Please give every entry again, exactly as it reads.

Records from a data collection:
══════════
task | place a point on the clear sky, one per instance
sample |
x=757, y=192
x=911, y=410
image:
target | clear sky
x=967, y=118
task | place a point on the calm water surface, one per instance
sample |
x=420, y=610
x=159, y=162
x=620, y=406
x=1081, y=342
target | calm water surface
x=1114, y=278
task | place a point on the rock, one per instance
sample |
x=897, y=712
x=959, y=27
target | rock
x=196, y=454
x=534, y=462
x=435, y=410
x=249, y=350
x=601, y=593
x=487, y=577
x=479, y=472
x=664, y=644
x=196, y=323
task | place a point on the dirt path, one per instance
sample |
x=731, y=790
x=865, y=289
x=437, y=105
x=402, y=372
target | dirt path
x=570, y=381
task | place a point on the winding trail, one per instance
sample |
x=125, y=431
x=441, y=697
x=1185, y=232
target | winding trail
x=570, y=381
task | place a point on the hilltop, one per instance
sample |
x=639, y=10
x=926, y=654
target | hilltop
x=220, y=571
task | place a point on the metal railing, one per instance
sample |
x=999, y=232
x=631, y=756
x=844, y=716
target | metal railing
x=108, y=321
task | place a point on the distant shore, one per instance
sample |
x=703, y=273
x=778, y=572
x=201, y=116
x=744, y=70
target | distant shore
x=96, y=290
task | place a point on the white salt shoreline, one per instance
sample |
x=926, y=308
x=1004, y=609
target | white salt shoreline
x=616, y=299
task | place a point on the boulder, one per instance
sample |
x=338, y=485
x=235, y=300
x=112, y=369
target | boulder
══════════
EXERCISE SOLUTION:
task | place a point on the clear sky, one per instance
sample |
x=757, y=192
x=911, y=410
image:
target | clear sky
x=967, y=118
task | place a point on the calm water surface, one per instance
sample |
x=420, y=610
x=159, y=162
x=620, y=406
x=1081, y=342
target | calm water surface
x=1114, y=278
task | place a point on the rock, one per instance
sample |
x=897, y=712
x=959, y=27
target | rock
x=196, y=454
x=534, y=462
x=435, y=410
x=249, y=350
x=601, y=593
x=487, y=577
x=479, y=472
x=664, y=644
x=196, y=323
task | place a point on the dirt path, one per instance
sample |
x=731, y=790
x=865, y=289
x=437, y=105
x=402, y=372
target | dirt path
x=570, y=381
task | place a point on the winding trail, one per instance
sample |
x=125, y=431
x=441, y=697
x=1185, y=232
target | winding trail
x=570, y=381
task | place a point on the hilltop, one per instance
sample |
x=639, y=10
x=926, y=654
target | hilltop
x=220, y=571
task | place a point on the metal railing, one per instance
sample |
x=999, y=232
x=631, y=756
x=844, y=716
target | metal railing
x=108, y=321
task | place a point on the distant shore, one per instance
sample |
x=703, y=273
x=778, y=572
x=201, y=116
x=744, y=70
target | distant shore
x=96, y=290
task | place a point on the white salt shoreline, one per instance
sample |
x=926, y=308
x=1004, y=609
target | white salt shoreline
x=616, y=299
task | place a point on the boulder, one per instance
sample |
x=338, y=485
x=235, y=300
x=112, y=369
target | boulder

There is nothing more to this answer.